● **PROBLEM DESCRIPTION**: Every entry needs to be reproduced exactly.

--- Begin PROVIDED DATA ---

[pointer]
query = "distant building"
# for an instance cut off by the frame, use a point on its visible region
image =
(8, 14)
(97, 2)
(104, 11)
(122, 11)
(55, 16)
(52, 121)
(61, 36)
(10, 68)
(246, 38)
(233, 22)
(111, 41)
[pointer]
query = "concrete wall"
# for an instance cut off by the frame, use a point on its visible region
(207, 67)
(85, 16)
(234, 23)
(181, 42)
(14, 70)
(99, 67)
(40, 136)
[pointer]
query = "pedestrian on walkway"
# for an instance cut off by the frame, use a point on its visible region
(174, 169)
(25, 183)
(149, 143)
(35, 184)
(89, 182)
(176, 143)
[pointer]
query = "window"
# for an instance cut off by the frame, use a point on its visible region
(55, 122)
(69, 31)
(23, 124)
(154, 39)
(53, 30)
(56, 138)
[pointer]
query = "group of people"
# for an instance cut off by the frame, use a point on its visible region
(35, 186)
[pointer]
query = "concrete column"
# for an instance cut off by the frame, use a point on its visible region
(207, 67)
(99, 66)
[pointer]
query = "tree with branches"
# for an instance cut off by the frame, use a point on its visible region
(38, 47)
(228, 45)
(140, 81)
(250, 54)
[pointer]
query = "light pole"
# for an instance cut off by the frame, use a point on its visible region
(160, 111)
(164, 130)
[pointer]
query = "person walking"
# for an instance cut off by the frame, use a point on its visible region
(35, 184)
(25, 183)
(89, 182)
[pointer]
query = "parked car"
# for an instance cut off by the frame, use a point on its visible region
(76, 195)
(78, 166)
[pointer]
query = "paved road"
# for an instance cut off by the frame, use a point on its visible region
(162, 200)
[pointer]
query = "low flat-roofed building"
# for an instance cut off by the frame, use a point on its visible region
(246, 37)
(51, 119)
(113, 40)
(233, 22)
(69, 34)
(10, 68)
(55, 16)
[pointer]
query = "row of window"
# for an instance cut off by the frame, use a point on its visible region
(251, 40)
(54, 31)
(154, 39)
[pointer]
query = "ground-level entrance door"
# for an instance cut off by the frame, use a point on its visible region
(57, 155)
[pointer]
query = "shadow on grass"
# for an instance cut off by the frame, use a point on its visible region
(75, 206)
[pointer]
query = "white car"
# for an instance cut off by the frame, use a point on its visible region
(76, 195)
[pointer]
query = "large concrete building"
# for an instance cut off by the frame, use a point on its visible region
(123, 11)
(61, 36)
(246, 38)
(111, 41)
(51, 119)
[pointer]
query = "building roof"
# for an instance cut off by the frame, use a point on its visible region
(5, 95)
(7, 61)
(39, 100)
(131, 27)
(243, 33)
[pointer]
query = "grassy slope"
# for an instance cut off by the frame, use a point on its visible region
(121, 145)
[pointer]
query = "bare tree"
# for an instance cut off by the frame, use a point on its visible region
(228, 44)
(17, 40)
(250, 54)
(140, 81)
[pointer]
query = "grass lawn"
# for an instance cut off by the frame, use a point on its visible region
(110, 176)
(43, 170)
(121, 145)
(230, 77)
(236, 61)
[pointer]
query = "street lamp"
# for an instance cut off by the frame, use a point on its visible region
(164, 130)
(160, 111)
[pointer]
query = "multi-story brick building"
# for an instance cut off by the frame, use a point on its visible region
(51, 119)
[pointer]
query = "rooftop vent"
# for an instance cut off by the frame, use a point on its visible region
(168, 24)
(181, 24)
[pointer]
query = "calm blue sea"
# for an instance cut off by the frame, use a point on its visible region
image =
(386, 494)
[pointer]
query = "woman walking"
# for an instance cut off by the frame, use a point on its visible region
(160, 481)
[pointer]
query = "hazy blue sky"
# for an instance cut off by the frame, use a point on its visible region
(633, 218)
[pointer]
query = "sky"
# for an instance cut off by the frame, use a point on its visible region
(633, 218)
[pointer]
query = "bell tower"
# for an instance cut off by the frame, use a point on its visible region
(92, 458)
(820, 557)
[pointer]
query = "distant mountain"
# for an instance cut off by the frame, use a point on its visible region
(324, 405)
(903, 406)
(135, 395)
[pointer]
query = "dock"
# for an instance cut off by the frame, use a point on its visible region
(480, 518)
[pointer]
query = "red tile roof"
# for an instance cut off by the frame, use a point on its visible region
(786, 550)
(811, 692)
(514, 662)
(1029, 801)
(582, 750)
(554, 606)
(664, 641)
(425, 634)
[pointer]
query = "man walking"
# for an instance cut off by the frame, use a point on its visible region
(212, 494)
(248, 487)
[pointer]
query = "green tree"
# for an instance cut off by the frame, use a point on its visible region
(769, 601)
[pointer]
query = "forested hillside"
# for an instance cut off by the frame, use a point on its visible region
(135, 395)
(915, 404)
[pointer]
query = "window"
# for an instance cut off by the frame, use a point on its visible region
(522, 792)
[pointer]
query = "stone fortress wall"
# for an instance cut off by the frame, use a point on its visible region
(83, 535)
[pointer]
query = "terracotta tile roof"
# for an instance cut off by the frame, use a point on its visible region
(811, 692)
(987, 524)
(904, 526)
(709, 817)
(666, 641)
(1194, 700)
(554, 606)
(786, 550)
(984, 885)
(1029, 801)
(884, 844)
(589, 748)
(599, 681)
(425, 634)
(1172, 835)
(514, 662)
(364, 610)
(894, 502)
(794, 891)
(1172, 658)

--- End PROVIDED DATA ---

● **PROBLEM SOLUTION**:
[pointer]
query = "distant building"
# for an instance cut off by the frame, use a point on its visible region
image =
(8, 14)
(97, 2)
(104, 11)
(122, 11)
(55, 16)
(52, 121)
(61, 36)
(10, 68)
(246, 38)
(233, 22)
(111, 41)
[pointer]
query = "concrete wall"
# for an instance cut off by the frame, use a point on its visible region
(207, 67)
(85, 16)
(234, 23)
(181, 42)
(14, 70)
(99, 67)
(40, 136)
[pointer]
query = "pedestrian on walkway"
# for an instance cut off by the frame, use a point on its visible region
(174, 169)
(25, 183)
(149, 143)
(35, 184)
(89, 182)
(176, 143)
[pointer]
query = "window"
# for an instance cut off by the frame, use a point on its visible region
(55, 122)
(69, 31)
(23, 124)
(154, 39)
(53, 30)
(56, 138)
[pointer]
query = "group of people"
# for an instance cut off by the frame, use a point on its visible region
(35, 186)
[pointer]
query = "concrete column"
# for an instance cut off by the frame, use a point on its visible region
(207, 67)
(99, 66)
[pointer]
query = "tree with branches"
# for an instance cut off by the frame, use a point on its visible region
(38, 47)
(228, 45)
(140, 81)
(250, 54)
[pointer]
query = "light pole"
# for an instance cut off by the frame, use a point on its visible region
(160, 111)
(164, 130)
[pointer]
query = "person walking"
# for an instance cut off by the frame, use a point on its visible region
(35, 184)
(25, 183)
(89, 182)
[pointer]
query = "parked car"
# for an instance cut off by the frame, use a point on its visible region
(76, 195)
(78, 166)
[pointer]
query = "paved road"
# for an instance cut off by the frame, use a point on its visible region
(162, 200)
[pointer]
query = "low flat-roofed building"
# for an instance cut off by the frame, use a point on its visible region
(246, 37)
(51, 119)
(113, 40)
(233, 22)
(69, 34)
(10, 68)
(55, 16)
[pointer]
query = "row of window"
# for an instance cut off by the frame, use a point on its visible region
(251, 40)
(54, 31)
(154, 39)
[pointer]
query = "ground-level entrance door"
# for an instance cut off by the frame, use a point on its visible region
(57, 155)
[pointer]
query = "shadow on grass"
# for an instance cut off by the frame, use a point on its visible region
(75, 206)
[pointer]
query = "white car"
# for an instance cut off by the frame, use a point on its visible region
(76, 195)
[pointer]
query = "large concrete building"
# for an instance cut off by the frame, use a point on its visible region
(123, 11)
(61, 36)
(246, 38)
(111, 41)
(51, 119)
[pointer]
query = "building roof"
# for an instance cut off by the frame, use a point on its visible region
(5, 95)
(7, 61)
(39, 100)
(131, 27)
(243, 33)
[pointer]
query = "grassy slope"
# for an instance cut off by the frame, use a point on its visible region
(121, 145)
[pointer]
query = "bare tree"
# for an instance cut off by the frame, use a point on its visible region
(228, 44)
(17, 40)
(250, 54)
(140, 81)
[pointer]
query = "grass lawn"
# for an instance cut off by the frame, use a point on its visible region
(110, 176)
(43, 170)
(121, 145)
(230, 77)
(236, 61)
[pointer]
query = "street lamp"
# for an instance cut off by the frame, use a point on its visible region
(164, 130)
(160, 111)
[pointer]
query = "multi-story brick building"
# for an instance cut off by the frame, use a point on its visible region
(51, 119)
[pointer]
query = "rooftop vent"
# for an instance cut off by the frame, use a point on its visible region
(168, 24)
(181, 24)
[pointer]
query = "calm blue sea"
# for an instance cut off by the frame, use a point on its visible region
image =
(386, 494)
[pointer]
query = "woman walking"
# for an instance cut off by the frame, use a point on its visible region
(160, 481)
[pointer]
query = "hazy blue sky"
# for an instance cut off by the frame, use a point on its visible region
(633, 218)
[pointer]
query = "sky"
# for an instance cut off by the frame, use a point on its visible region
(633, 218)
[pointer]
query = "bell tower"
# for an instance cut off by the frame, use a point on its visible region
(92, 458)
(820, 557)
[pointer]
query = "distant mountain"
# for an instance cut off by the frame, use a point on its visible region
(324, 405)
(903, 406)
(135, 395)
[pointer]
query = "dock"
# for an instance cut off by the frame, use a point on its visible region
(480, 518)
[pointer]
query = "red tile roof"
# for an instance cut off by the frame, use a point on its visible region
(786, 550)
(811, 692)
(514, 662)
(1029, 801)
(582, 750)
(554, 606)
(664, 641)
(425, 634)
[pointer]
query = "man walking"
# for an instance cut off by the frame, use a point on its visible region
(212, 494)
(248, 487)
[pointer]
query = "green tree"
# for an instance cut off by the frame, use a point on its visible region
(769, 601)
[pointer]
query = "forested hillside"
# for an instance cut off by the frame, use a point on its visible region
(135, 395)
(915, 404)
[pointer]
query = "window"
# for an instance cut off by the frame, use a point on its visible region
(522, 792)
[pointer]
query = "stone fortress wall"
# for an instance cut off by the frame, use a point on its visible region
(83, 535)
[pointer]
query = "terracotta tile roof"
# for an instance cut off by the frame, use a point on its visible region
(811, 692)
(987, 524)
(904, 526)
(709, 817)
(666, 641)
(1194, 700)
(554, 606)
(786, 550)
(984, 885)
(1029, 801)
(884, 844)
(589, 748)
(599, 681)
(425, 634)
(1172, 835)
(514, 662)
(364, 610)
(894, 502)
(794, 891)
(1172, 658)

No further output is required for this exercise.